EXERCISE PROMPT >> Print, exactly as they appear in the listing below, the lines from the line with "Target: distant tree line" to the line with "Objective: for every instance of the tree, indicate", with both end lines kept.

DATA FOR ANALYSIS >>
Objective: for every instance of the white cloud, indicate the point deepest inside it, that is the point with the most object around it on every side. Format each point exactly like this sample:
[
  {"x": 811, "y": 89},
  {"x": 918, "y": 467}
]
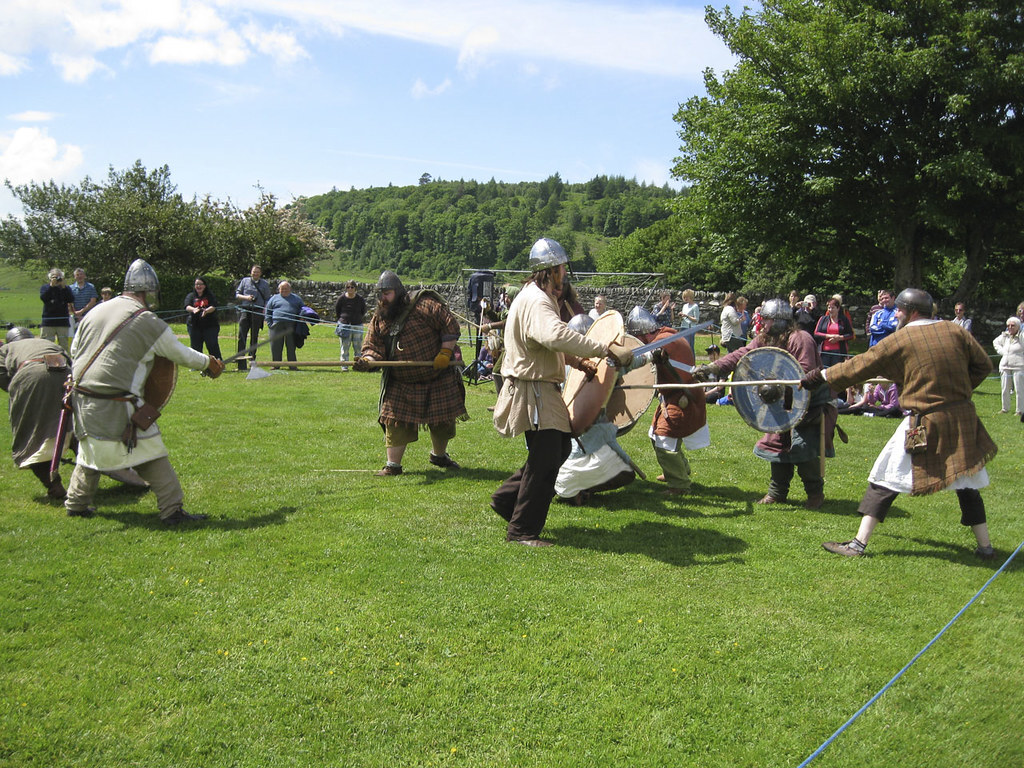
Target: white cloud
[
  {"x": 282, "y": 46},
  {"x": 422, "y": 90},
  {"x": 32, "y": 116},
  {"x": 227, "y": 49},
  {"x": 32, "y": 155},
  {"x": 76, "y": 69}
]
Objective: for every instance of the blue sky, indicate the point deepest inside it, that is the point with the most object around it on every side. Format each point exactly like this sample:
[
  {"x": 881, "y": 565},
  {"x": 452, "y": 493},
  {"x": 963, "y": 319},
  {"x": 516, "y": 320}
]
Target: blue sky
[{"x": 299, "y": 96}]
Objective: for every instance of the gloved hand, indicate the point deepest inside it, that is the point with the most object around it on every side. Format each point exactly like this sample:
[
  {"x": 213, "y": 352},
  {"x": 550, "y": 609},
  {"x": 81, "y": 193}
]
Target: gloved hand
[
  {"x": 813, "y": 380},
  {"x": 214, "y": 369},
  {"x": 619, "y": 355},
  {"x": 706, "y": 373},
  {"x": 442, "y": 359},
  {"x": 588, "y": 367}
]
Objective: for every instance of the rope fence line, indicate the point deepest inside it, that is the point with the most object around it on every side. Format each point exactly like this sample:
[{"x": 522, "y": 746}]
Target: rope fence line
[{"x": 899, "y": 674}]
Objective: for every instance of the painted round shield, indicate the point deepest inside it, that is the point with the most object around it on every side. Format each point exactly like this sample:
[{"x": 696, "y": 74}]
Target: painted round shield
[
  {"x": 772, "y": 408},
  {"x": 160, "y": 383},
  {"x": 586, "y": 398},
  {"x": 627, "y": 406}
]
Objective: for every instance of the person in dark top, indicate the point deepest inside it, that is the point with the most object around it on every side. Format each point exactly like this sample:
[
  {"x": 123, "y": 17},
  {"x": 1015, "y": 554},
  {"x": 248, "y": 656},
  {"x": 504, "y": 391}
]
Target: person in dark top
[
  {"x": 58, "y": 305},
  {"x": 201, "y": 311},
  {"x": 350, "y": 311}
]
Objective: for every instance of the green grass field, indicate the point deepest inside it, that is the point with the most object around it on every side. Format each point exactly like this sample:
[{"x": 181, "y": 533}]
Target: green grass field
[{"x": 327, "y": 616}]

---

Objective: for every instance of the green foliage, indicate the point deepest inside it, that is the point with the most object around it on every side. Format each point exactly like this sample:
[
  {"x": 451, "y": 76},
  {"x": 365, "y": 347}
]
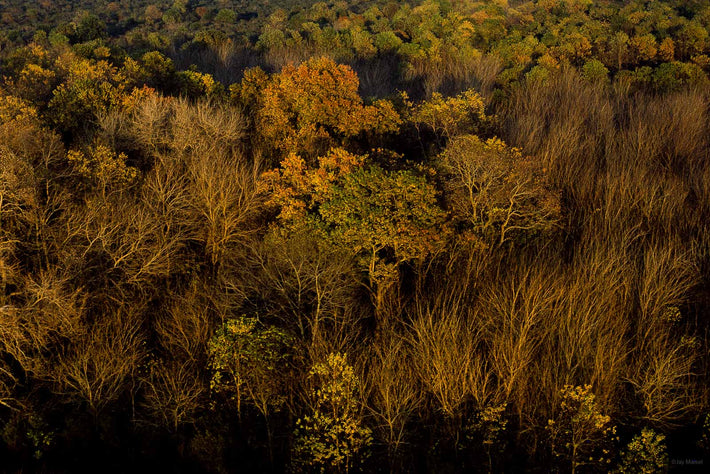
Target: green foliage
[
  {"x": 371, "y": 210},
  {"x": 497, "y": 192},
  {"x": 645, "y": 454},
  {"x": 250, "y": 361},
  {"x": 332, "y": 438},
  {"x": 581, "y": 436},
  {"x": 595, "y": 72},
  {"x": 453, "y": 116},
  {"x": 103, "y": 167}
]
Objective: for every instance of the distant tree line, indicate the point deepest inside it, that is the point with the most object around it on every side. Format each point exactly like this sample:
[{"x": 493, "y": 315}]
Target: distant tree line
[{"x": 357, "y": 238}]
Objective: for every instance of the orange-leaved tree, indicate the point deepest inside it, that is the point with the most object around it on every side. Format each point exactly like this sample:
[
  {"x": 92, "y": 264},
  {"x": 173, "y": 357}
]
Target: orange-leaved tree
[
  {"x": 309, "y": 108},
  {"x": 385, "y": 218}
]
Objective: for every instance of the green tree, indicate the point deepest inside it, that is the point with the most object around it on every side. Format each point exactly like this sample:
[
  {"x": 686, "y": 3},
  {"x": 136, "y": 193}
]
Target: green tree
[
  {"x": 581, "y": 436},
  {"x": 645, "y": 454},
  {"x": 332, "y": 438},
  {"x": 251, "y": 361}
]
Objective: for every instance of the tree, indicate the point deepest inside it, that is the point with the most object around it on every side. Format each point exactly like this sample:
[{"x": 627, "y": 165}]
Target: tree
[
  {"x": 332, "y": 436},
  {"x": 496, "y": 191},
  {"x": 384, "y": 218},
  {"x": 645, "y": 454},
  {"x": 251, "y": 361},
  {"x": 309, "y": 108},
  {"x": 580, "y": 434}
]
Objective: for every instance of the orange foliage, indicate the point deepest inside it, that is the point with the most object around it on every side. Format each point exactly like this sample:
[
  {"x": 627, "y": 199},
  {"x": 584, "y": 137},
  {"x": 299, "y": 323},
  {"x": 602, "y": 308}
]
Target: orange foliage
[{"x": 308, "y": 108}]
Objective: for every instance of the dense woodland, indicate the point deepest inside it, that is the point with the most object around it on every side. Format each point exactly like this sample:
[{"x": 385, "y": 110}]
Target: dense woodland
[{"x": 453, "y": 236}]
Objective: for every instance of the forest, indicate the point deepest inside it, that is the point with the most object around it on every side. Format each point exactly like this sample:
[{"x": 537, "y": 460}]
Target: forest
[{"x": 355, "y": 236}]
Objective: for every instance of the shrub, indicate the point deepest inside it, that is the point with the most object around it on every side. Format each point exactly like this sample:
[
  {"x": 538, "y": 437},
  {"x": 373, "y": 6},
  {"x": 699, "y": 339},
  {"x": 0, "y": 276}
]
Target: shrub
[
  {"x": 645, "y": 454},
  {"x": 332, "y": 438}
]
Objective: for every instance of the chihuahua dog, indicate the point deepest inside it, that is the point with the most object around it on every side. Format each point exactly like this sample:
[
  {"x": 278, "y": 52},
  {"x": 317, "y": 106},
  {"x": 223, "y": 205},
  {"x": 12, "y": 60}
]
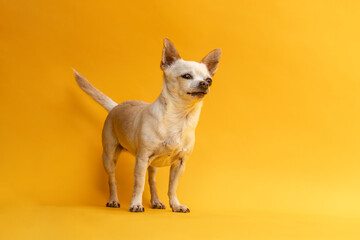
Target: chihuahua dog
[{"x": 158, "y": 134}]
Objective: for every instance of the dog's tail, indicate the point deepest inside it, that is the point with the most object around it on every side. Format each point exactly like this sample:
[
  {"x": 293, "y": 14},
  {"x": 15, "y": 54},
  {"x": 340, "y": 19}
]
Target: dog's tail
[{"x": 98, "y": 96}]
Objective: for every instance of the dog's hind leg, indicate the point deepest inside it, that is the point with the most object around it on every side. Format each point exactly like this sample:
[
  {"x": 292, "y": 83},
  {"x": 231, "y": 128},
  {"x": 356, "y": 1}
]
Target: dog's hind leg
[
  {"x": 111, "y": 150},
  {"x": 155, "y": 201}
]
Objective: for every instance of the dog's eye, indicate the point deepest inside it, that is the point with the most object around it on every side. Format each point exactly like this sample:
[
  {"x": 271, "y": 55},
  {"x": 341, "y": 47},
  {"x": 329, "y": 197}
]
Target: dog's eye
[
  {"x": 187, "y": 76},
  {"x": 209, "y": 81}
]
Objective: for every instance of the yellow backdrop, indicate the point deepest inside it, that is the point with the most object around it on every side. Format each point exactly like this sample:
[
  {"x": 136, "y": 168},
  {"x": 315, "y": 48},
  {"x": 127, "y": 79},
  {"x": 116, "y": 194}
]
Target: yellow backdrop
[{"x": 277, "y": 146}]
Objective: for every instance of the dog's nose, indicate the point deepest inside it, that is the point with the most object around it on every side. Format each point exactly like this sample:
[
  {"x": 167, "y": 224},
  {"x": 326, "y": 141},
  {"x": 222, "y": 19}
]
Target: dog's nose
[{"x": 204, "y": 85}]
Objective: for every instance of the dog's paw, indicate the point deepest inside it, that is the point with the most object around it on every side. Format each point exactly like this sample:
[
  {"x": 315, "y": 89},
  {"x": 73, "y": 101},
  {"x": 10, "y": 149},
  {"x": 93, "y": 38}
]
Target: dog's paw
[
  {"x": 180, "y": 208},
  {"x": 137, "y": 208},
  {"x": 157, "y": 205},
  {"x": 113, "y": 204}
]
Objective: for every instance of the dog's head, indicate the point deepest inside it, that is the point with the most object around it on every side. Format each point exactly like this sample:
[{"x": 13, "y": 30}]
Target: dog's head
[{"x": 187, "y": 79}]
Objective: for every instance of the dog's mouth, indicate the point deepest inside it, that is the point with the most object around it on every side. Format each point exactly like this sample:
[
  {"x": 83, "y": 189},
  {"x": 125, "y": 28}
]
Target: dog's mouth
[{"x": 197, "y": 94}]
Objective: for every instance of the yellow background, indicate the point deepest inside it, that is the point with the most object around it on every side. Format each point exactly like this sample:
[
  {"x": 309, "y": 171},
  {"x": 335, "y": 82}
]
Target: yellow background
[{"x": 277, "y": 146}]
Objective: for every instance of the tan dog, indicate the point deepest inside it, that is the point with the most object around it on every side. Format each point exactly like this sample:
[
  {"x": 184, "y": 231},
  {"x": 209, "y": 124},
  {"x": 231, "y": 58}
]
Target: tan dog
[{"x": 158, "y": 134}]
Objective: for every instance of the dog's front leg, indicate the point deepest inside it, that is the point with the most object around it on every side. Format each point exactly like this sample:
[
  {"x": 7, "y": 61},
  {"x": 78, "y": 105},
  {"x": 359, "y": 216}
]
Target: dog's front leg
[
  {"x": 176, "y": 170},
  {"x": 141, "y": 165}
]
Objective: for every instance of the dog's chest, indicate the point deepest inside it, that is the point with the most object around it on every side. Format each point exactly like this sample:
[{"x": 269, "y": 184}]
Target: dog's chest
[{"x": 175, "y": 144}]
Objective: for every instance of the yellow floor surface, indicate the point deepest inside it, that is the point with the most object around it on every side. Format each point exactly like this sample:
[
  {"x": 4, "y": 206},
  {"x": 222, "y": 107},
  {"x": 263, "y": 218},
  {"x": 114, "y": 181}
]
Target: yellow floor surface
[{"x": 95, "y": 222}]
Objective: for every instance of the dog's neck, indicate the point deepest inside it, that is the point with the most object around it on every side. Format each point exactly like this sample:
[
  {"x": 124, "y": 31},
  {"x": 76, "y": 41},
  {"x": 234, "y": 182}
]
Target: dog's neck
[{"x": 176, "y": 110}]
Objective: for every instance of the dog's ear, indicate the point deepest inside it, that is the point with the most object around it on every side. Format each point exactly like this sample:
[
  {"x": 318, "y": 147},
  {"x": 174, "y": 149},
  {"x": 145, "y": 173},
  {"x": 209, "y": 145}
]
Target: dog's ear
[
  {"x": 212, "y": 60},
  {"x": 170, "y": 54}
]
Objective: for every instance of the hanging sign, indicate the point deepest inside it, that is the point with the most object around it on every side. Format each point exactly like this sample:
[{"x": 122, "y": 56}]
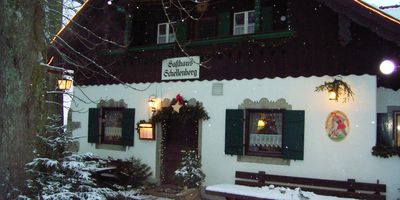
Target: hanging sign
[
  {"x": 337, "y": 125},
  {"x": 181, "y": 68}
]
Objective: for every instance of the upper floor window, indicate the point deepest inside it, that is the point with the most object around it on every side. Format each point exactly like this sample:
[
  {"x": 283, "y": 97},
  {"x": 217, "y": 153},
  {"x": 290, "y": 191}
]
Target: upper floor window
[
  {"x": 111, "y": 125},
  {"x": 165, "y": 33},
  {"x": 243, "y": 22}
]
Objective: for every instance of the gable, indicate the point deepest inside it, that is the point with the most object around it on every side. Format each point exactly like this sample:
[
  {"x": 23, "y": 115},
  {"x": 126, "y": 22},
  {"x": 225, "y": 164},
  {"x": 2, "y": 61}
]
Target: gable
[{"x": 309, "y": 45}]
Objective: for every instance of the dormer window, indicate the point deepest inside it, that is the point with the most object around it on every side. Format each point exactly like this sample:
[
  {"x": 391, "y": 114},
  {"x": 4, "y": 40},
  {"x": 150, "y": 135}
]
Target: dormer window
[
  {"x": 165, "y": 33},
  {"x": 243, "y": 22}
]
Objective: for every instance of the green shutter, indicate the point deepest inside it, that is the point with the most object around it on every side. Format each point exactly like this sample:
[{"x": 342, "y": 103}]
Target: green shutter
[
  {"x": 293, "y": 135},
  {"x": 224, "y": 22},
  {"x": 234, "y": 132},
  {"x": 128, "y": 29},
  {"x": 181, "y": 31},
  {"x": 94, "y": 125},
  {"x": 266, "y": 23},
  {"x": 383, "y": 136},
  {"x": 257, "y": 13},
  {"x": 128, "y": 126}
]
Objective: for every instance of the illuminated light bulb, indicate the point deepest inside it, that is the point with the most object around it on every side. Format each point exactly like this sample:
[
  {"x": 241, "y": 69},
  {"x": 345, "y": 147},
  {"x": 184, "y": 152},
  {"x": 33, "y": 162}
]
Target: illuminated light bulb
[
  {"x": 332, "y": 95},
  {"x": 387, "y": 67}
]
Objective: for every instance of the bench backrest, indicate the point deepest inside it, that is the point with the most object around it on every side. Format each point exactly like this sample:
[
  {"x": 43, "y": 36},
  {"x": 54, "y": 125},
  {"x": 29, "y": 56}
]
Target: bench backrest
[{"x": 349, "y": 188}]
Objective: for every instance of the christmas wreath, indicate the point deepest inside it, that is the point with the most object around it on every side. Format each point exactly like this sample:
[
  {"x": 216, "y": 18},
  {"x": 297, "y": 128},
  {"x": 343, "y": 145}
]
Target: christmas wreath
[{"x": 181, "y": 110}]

WRITTEN ANSWER >>
Target: distant tree line
[{"x": 357, "y": 238}]
Objective: for every instance of the orange-leaved tree, indicate the point deepest inside it, that is the point with the most object around it on every side. Format each point exactly like this sample:
[
  {"x": 92, "y": 264},
  {"x": 173, "y": 357}
]
Target: orange-leaved tree
[
  {"x": 309, "y": 108},
  {"x": 385, "y": 218}
]
Objective: for every instance of the green tree, indicate the point deepest inside it, that is the point with the most object around it on every side. Format each point exactly like this sample:
[
  {"x": 686, "y": 3},
  {"x": 136, "y": 193}
]
Target: green tree
[
  {"x": 581, "y": 436},
  {"x": 645, "y": 454},
  {"x": 332, "y": 438},
  {"x": 251, "y": 361}
]
Objective: for every instance of the tree, indicate the point deepest inside it, that is the point with the most object around it on every side. Format each point exactly like this sample:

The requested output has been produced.